> PROVIDED PASSAGE:
------------------------------------------------

A notable delayed project due to the COVID-19 pandemic has to be filmmaker Joel Coen’s new take on Shakespeare’s “Macbeth” starring Denzel Washington and Frances McDormand.
Working without his brother Etan, Joel and his wife McDormand recently did an interview about the film and offered their take on how this adaptation is different from others.
In the Instagram Live Q&A (via Indiewire), they revealed the project came about because Coen had been asked by McDormand a number of years ago to direct a stage production of the property, and chose not to. When he saw her in a production that she did, it made him start thinking about the play and it made him want to work with her on it and so thought it would be interesting to instead collaborate on it as a movie.
“Macbeth” has always been one of the most difficult to bring to the screen, the most successful film versions have often been the looser adaptations that take their own spin on the material like Akira Kurosawa’s “Throne of Blood,” Roman Polanski’s paranoia-driven version, the comedic “Scotland, PA,” and William Reilly’s “Men of Respect” as opposed to more straightforward ones like Justin Kurzel’s solid but not great 2015 take with Michael Fassbender.

------------------------------------------------

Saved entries

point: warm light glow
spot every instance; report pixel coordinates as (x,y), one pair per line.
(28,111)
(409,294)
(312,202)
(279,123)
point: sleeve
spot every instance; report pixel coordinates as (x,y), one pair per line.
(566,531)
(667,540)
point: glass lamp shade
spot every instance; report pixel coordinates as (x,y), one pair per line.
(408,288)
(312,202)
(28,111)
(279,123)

------------------------------------------------

> APPLY WHAT YOU READ:
1) Answer these questions about the passage on Joel Coen's "Macbeth":
(a) Which two actors star in the film?
(b) In what format did Joel Coen and Frances McDormand give their interview about the film?
(c) Who starred in Justin Kurzel's 2015 version of "Macbeth"?
2) Restate word for word the part of the passage on Joel Coen's "Macbeth" starting at "Working without his" and ending at "different from others.".
These lines have no part in the work here.

> TASK-BY-TASK OUTPUTS:
1)
(a) Denzel Washington and Frances McDormand.
(b) An Instagram Live Q&A.
(c) Michael Fassbender.

2)
Working without his brother Etan, Joel and his wife McDormand recently did an interview about the film and offered their take on how this adaptation is different from others.